*** Opening Material supplied ***
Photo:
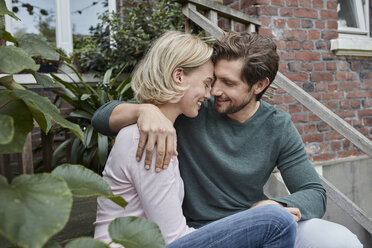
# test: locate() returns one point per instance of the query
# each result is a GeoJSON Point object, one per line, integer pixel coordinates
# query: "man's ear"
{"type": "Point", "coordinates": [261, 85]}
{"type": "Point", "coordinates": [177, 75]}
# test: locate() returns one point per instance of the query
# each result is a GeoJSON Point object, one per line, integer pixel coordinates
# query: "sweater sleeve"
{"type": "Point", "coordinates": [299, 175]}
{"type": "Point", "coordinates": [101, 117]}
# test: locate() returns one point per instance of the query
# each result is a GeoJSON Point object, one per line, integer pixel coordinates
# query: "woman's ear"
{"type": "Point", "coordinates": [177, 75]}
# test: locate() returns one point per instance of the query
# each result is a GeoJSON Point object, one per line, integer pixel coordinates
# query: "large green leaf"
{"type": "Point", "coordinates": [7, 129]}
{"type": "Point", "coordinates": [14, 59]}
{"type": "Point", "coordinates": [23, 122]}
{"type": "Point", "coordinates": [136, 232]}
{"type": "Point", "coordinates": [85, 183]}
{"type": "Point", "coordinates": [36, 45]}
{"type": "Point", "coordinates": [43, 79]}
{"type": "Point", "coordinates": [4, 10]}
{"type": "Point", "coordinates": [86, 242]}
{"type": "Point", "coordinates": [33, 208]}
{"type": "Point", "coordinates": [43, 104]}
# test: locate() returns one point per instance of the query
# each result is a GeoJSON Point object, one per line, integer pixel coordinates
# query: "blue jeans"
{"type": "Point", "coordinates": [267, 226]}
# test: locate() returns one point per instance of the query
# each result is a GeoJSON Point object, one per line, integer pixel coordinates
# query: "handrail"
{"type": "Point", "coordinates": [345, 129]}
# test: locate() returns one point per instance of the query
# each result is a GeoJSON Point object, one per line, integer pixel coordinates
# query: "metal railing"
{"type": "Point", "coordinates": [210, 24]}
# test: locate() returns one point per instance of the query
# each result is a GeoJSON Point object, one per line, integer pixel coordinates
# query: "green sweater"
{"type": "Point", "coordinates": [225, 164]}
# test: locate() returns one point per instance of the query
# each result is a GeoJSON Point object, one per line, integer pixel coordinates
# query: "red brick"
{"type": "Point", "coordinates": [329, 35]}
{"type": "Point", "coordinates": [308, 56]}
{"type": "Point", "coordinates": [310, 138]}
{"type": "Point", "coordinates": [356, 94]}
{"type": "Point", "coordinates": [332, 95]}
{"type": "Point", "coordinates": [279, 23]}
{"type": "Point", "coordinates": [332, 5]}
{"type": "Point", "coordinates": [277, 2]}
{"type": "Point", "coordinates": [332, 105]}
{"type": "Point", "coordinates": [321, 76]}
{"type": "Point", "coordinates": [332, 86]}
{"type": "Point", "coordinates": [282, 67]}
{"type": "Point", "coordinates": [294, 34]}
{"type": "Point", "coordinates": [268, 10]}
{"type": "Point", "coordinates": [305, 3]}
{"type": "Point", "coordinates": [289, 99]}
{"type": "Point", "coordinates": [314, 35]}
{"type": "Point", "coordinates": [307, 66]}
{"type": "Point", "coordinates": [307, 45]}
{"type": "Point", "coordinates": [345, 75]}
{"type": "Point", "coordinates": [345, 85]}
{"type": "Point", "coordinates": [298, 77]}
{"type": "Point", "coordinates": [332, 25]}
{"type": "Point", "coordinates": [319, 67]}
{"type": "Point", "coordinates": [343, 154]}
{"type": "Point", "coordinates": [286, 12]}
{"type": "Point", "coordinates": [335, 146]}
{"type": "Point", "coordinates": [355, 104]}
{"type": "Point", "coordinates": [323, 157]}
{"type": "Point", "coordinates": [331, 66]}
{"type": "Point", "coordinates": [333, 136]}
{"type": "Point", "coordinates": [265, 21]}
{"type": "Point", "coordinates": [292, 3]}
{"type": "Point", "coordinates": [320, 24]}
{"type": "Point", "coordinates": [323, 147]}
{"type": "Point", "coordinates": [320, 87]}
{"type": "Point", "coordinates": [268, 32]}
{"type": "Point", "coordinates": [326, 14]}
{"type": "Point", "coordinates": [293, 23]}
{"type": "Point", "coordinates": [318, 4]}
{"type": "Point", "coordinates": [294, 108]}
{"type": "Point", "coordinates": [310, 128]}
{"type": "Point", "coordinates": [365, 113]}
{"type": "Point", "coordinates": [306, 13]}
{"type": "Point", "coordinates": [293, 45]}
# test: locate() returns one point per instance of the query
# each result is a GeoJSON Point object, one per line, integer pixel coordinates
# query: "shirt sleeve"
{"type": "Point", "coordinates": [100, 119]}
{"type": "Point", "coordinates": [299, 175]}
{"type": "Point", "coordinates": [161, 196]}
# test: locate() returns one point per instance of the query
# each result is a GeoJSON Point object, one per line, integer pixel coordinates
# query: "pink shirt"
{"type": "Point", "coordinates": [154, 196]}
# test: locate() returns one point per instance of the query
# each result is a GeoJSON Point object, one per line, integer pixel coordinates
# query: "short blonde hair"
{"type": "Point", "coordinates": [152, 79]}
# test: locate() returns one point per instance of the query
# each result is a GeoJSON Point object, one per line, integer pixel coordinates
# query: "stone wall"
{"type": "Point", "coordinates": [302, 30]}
*** Closing Material supplied ***
• Exercise prompt
Write out every line above exactly as it is, leaving out the pictures.

• Final answer
Photo:
# test: locate() returns one point per instance of the query
# each result is a GeoJSON Point object, one per line, integer pixel coordinates
# query: "man's ear"
{"type": "Point", "coordinates": [261, 85]}
{"type": "Point", "coordinates": [177, 75]}
# test: locate() returns one point per instance of the query
# each result is a GeoJSON Point object, one per line, integer pixel coordinates
# query: "sweater sleeve"
{"type": "Point", "coordinates": [299, 175]}
{"type": "Point", "coordinates": [101, 117]}
# test: locate() returns one point per instance of the query
# each result is a GeoJSON Point object, one per line, integer pixel coordinates
# query: "woman's ear"
{"type": "Point", "coordinates": [177, 75]}
# test: locate() returns one point per instance of the query
# each result is a GeoJSON Point object, one per line, integer pixel coordinates
# query: "large green leaf"
{"type": "Point", "coordinates": [7, 129]}
{"type": "Point", "coordinates": [14, 59]}
{"type": "Point", "coordinates": [23, 122]}
{"type": "Point", "coordinates": [136, 232]}
{"type": "Point", "coordinates": [85, 183]}
{"type": "Point", "coordinates": [36, 45]}
{"type": "Point", "coordinates": [43, 79]}
{"type": "Point", "coordinates": [4, 10]}
{"type": "Point", "coordinates": [86, 242]}
{"type": "Point", "coordinates": [33, 208]}
{"type": "Point", "coordinates": [43, 104]}
# test: locate() returns one point per instance of the query
# each result is a GeoJSON Point object, one per line, integer pixel coordinates
# query: "blue jeans"
{"type": "Point", "coordinates": [267, 226]}
# test: locate() returns one point per instance of the query
# each result is a GeoJSON Point object, one per line, integer pixel coordinates
# query: "handrail"
{"type": "Point", "coordinates": [345, 129]}
# test: locate() returns one point per instance of the query
# each result is a GeoJSON Point object, one per line, integer pixel coordinates
# query: "metal railing"
{"type": "Point", "coordinates": [210, 24]}
# test: locate() returns one point per instance of the query
# each result is a GeoJSON Point object, one per line, integer pixel coordinates
# query: "green sweater"
{"type": "Point", "coordinates": [225, 164]}
# test: locate() returns one point per instance of the query
# each result is a GeoJSON Point object, one per line, integer pixel coordinates
# query: "red brick"
{"type": "Point", "coordinates": [329, 35]}
{"type": "Point", "coordinates": [308, 56]}
{"type": "Point", "coordinates": [310, 138]}
{"type": "Point", "coordinates": [356, 94]}
{"type": "Point", "coordinates": [332, 95]}
{"type": "Point", "coordinates": [279, 23]}
{"type": "Point", "coordinates": [332, 5]}
{"type": "Point", "coordinates": [277, 2]}
{"type": "Point", "coordinates": [332, 105]}
{"type": "Point", "coordinates": [321, 76]}
{"type": "Point", "coordinates": [332, 86]}
{"type": "Point", "coordinates": [282, 67]}
{"type": "Point", "coordinates": [294, 34]}
{"type": "Point", "coordinates": [268, 10]}
{"type": "Point", "coordinates": [305, 3]}
{"type": "Point", "coordinates": [289, 99]}
{"type": "Point", "coordinates": [314, 35]}
{"type": "Point", "coordinates": [307, 66]}
{"type": "Point", "coordinates": [307, 45]}
{"type": "Point", "coordinates": [345, 75]}
{"type": "Point", "coordinates": [345, 85]}
{"type": "Point", "coordinates": [298, 77]}
{"type": "Point", "coordinates": [332, 25]}
{"type": "Point", "coordinates": [319, 67]}
{"type": "Point", "coordinates": [343, 154]}
{"type": "Point", "coordinates": [286, 12]}
{"type": "Point", "coordinates": [335, 146]}
{"type": "Point", "coordinates": [355, 104]}
{"type": "Point", "coordinates": [323, 157]}
{"type": "Point", "coordinates": [331, 66]}
{"type": "Point", "coordinates": [333, 136]}
{"type": "Point", "coordinates": [265, 21]}
{"type": "Point", "coordinates": [292, 3]}
{"type": "Point", "coordinates": [320, 24]}
{"type": "Point", "coordinates": [323, 147]}
{"type": "Point", "coordinates": [320, 87]}
{"type": "Point", "coordinates": [268, 32]}
{"type": "Point", "coordinates": [326, 14]}
{"type": "Point", "coordinates": [293, 23]}
{"type": "Point", "coordinates": [318, 4]}
{"type": "Point", "coordinates": [294, 108]}
{"type": "Point", "coordinates": [310, 128]}
{"type": "Point", "coordinates": [365, 113]}
{"type": "Point", "coordinates": [306, 13]}
{"type": "Point", "coordinates": [293, 45]}
# test: locate() returns one point per instance of the query
# each result is a GeoJSON Point object, one per line, integer pixel coordinates
# query: "shirt sleeve"
{"type": "Point", "coordinates": [100, 119]}
{"type": "Point", "coordinates": [299, 175]}
{"type": "Point", "coordinates": [161, 196]}
# test: locate() returns one point per instance of the query
# each result is a GeoJSON Point object, one per line, integer pixel coordinates
# query: "pink shirt"
{"type": "Point", "coordinates": [154, 196]}
# test: locate() returns one point per instance of the query
# each result is a GeoJSON Point object, one per line, integer pixel coordinates
# query: "short blonde hair"
{"type": "Point", "coordinates": [152, 79]}
# test: locate() returns one point per instance of the query
# each result is a GeoJSON Point object, one per line, integer pixel coordinates
# query: "stone wall"
{"type": "Point", "coordinates": [302, 30]}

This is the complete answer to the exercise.